*Passage shown*.

Search code examples
scalaapache-sparkdataframehbase

Validating a date column in a dataframe in scala?


I'm reading data from hbase using spark and I have date column in the dataframe and few of the data fields has been corrupted.something like 10-20176-7 etc. How can I check those and replace it with some default values before I process further.

Thanks.


Solution

  • I stack traced the error and below is the error.

    Exception in thread "main" java.time.format.DateTimeParseException: 
    Text '20140218' could not be parsed: 
    Unable to obtain LocalDateTime from TemporalAccessor: 
    {},ISO resolved to 2014-02-18 of type java.time.format.Parsed
    at java.time.format.DateTimeFormatter.createError(DateTimeFormatter.java:1918)
    at java.time.format.DateTimeFormatter.parse(DateTimeFormatter.java:1853)
    at java.time.LocalDateTime.parse(LocalDateTime.java:492)
    

    So I used LocalDate instead of LocalDateTime to resolve the issue. Below is the sample code Used.

    def validateDfsdate(row: Row): Boolean = try {
    
    val a = java.time.LocalDate.parse(row.getString(40), java.time.format.DateTimeFormatter.ofPattern(DATE_TIME_FORMAT))
    
    true
    
    } catch {
    case ex: java.time.format.DateTimeParseException => {
      println("Exception : " + ex)
      false
    }
    

    }

*Requirement A*. Decide whether each statement agrees with the thread on validating a date column, answering yes or no and quoting the exact words of the thread that decide it: (i) the data is read from hbase using spark; (ii) the fix was to use LocalDateTime instead of LocalDate; (iii) the text that could not be parsed was '20140218'.
*Requirement B*. Print the part of the thread on validating a date column between "Search code examples" and "is the error.", inclusive.

*Records supplied*.
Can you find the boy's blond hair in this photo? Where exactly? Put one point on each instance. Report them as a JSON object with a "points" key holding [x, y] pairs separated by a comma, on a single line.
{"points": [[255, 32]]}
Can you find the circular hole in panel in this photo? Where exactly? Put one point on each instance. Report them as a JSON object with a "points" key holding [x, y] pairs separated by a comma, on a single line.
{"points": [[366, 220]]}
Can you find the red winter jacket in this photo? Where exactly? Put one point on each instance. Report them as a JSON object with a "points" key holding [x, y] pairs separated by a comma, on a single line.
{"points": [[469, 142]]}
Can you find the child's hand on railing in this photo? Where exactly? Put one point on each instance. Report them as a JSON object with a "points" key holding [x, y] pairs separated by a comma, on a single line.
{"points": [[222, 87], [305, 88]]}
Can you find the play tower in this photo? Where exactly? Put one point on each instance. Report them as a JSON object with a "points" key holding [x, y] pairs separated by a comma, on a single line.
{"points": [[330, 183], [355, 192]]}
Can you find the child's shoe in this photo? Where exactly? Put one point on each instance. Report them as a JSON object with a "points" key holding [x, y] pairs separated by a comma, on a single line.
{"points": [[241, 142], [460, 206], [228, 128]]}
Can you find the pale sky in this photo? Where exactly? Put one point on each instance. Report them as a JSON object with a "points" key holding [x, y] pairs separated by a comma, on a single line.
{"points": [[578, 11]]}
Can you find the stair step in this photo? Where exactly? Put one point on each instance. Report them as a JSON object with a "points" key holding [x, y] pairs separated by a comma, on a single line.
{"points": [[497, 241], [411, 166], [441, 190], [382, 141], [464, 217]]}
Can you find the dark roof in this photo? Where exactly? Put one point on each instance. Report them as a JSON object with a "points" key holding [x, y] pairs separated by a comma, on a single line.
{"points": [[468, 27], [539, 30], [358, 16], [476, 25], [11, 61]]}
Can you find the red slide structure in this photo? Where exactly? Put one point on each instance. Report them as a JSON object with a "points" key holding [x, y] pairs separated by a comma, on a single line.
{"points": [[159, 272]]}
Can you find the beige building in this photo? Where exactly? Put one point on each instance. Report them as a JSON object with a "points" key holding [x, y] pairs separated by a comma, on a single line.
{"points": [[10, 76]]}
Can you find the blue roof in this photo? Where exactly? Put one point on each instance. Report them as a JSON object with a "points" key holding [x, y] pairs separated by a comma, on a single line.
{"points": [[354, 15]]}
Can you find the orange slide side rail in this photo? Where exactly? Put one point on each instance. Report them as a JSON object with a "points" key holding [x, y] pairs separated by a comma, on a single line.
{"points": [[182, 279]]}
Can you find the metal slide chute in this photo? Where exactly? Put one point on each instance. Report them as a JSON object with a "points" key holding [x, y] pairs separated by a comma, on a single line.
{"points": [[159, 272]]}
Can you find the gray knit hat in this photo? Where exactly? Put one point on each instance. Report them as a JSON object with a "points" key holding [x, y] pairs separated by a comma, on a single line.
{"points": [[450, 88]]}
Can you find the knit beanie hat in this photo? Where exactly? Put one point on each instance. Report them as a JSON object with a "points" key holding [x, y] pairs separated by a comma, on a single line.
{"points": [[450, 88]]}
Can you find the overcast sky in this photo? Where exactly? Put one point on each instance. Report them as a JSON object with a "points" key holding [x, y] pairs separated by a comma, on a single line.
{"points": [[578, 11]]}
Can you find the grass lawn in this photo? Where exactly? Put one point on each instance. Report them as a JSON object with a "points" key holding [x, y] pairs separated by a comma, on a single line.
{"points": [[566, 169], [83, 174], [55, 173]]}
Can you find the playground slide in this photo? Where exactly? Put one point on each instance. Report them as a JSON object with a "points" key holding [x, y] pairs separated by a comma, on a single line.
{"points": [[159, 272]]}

*Correct response A*.
(i) Yes: "I'm reading data from hbase using spark"
(ii) No: "So I used LocalDate instead of LocalDateTime to resolve the issue."
(iii) Yes: "Text '20140218' could not be parsed"

*Correct response B*.
Search code examples
scalaapache-sparkdataframehbase

Validating a date column in a dataframe in scala?


I'm reading data from hbase using spark and I have date column in the dataframe and few of the data fields has been corrupted.something like 10-20176-7 etc. How can I check those and replace it with some default values before I process further.

Thanks.


Solution

  • I stack traced the error and below is the error.